■ **Aim of the exercise**
Each line from the one containing "Guideline: the keypoint for each instance of the person in red" through the final line of the data below must be repeated exactly.

■ **Available data**
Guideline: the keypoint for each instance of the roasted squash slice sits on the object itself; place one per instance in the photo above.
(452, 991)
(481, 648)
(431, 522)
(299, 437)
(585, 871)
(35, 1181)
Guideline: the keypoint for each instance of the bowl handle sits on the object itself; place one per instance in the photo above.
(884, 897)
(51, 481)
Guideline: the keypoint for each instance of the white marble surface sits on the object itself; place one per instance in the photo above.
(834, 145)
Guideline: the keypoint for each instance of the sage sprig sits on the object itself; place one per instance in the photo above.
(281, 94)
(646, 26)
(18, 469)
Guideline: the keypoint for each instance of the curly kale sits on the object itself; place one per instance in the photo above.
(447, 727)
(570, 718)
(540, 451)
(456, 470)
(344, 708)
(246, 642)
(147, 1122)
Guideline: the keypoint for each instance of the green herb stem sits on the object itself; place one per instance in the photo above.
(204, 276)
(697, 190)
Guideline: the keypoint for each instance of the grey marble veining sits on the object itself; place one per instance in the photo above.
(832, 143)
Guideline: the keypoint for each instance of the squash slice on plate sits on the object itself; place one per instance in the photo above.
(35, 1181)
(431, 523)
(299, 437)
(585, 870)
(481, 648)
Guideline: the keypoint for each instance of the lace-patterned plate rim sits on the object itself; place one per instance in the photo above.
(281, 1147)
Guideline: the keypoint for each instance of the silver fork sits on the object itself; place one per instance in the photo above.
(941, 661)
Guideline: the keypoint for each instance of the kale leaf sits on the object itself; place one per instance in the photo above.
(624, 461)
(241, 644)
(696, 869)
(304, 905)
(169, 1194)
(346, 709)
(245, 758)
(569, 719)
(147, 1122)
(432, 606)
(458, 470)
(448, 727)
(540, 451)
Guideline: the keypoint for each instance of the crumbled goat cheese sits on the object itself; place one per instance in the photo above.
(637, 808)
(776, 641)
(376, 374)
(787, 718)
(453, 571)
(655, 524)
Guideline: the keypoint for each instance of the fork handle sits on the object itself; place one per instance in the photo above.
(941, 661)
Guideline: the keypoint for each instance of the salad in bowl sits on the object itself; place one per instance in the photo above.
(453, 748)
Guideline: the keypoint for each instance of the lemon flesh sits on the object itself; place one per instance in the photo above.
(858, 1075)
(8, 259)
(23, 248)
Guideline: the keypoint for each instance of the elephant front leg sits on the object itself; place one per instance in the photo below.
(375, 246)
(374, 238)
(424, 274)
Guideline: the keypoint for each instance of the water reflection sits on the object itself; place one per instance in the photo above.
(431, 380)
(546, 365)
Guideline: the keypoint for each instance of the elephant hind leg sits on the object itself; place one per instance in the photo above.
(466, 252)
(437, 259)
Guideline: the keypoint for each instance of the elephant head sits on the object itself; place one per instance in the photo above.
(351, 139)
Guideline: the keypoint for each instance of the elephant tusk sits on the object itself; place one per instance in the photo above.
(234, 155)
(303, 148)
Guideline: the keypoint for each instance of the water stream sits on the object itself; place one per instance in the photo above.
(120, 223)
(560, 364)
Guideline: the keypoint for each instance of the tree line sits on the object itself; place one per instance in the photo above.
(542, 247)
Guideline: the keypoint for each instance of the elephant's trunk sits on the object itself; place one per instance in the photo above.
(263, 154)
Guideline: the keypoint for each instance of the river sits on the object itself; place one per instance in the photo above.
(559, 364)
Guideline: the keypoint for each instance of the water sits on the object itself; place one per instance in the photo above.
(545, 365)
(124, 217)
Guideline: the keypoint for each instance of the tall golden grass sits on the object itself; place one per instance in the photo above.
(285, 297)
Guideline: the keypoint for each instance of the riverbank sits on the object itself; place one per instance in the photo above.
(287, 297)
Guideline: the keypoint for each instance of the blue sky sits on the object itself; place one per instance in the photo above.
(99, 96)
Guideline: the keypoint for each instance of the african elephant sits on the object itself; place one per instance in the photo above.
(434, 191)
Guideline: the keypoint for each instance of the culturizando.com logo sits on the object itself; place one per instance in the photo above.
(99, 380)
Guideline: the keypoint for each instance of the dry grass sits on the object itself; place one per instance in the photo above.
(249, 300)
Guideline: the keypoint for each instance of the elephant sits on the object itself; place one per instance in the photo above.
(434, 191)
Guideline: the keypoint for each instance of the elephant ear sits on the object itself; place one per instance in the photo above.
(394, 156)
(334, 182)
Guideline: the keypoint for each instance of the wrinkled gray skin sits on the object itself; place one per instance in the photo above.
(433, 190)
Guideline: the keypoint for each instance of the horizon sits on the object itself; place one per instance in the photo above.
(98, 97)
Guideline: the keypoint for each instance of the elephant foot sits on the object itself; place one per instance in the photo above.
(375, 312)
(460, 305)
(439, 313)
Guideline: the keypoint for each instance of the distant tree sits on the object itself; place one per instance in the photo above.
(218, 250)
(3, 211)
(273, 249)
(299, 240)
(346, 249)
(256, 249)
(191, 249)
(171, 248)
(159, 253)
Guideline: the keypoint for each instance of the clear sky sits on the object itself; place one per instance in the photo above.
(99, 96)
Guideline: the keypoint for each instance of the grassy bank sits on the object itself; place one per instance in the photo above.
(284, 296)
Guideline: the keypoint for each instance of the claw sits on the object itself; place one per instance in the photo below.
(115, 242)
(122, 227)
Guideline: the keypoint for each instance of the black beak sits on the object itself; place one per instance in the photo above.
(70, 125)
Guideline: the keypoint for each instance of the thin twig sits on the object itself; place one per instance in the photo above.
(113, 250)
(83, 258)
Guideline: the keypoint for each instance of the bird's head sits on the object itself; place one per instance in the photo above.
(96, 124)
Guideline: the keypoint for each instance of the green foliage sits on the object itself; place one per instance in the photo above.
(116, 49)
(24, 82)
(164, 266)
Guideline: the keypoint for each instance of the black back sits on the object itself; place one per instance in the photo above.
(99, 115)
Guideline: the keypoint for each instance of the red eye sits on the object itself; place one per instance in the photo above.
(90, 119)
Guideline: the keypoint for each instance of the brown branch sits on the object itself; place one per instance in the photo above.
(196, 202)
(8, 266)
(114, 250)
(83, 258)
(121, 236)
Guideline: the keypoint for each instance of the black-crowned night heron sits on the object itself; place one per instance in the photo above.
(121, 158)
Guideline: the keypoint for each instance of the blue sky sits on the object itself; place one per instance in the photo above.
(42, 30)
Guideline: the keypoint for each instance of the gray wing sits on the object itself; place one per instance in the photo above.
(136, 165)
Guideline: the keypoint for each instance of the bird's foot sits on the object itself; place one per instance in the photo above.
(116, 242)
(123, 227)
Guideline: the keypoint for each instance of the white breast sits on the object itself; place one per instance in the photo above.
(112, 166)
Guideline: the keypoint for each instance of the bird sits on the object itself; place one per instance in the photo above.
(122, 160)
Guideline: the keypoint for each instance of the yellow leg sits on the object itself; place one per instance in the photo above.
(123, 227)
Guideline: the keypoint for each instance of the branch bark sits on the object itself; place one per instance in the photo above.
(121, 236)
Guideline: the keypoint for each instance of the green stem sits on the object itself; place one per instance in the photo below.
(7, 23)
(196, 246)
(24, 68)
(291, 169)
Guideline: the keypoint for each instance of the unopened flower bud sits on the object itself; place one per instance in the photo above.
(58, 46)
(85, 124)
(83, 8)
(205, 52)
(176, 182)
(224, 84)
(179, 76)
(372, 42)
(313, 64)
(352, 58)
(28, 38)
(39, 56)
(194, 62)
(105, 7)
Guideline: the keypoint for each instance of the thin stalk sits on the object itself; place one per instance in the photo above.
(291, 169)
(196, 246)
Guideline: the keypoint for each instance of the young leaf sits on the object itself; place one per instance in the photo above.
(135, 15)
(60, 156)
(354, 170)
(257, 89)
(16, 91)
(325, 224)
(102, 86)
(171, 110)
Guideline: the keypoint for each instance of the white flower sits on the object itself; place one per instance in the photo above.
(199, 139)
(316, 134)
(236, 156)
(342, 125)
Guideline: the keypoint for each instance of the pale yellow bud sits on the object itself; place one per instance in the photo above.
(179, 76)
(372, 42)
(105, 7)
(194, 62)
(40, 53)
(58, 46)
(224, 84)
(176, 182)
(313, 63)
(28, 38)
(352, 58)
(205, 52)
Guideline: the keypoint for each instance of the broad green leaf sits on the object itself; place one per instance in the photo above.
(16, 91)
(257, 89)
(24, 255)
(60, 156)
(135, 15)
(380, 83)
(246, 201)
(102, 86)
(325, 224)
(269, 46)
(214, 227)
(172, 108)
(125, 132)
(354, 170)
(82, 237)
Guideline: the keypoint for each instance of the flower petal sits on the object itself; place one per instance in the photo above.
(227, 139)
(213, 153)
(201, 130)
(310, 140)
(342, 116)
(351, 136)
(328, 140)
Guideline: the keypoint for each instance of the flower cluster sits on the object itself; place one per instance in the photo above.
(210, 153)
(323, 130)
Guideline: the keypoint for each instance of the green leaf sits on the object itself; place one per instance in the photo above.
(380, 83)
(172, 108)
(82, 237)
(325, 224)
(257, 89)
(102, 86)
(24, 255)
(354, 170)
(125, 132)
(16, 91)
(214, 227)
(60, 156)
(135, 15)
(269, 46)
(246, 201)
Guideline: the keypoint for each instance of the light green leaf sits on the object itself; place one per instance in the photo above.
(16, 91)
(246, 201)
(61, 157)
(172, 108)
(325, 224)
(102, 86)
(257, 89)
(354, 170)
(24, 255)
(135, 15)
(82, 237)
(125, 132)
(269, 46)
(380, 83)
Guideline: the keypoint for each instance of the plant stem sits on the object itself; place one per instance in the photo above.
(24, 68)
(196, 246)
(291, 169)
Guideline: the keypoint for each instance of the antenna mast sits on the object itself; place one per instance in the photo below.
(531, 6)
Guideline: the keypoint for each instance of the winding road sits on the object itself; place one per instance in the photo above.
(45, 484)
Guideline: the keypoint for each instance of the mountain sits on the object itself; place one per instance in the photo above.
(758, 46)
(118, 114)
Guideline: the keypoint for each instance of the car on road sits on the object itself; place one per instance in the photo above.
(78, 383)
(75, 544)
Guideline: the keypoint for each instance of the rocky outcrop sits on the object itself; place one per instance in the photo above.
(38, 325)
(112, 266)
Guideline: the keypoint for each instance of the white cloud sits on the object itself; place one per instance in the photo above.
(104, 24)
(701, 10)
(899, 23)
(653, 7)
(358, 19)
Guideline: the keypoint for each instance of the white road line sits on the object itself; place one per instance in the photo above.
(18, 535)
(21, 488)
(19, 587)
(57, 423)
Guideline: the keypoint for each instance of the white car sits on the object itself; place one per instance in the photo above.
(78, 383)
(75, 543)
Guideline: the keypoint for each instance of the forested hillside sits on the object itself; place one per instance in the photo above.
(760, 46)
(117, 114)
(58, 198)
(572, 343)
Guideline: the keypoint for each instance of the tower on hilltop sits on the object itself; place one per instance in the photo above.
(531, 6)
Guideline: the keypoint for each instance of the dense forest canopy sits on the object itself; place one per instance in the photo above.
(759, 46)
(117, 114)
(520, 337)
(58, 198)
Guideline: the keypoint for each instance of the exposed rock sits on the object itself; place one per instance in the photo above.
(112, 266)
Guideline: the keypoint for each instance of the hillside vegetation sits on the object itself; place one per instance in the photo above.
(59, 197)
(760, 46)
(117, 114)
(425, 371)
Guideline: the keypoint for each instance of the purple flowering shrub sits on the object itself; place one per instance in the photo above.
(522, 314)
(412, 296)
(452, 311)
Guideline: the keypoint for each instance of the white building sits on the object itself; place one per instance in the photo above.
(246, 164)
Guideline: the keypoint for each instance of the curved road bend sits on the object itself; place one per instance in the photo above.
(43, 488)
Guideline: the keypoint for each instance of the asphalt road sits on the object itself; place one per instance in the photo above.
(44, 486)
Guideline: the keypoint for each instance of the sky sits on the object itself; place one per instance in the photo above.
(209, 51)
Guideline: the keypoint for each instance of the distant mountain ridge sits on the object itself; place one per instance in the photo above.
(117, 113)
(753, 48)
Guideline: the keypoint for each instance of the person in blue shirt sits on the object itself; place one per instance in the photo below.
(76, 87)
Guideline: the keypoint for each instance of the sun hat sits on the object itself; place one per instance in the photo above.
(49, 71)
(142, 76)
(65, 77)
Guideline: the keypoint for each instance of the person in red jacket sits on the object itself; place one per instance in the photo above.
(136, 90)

■ **Output below**
Guideline: the keypoint for each instance of the person in red jacket sits on the object itself; place one per instance in the photo above.
(136, 90)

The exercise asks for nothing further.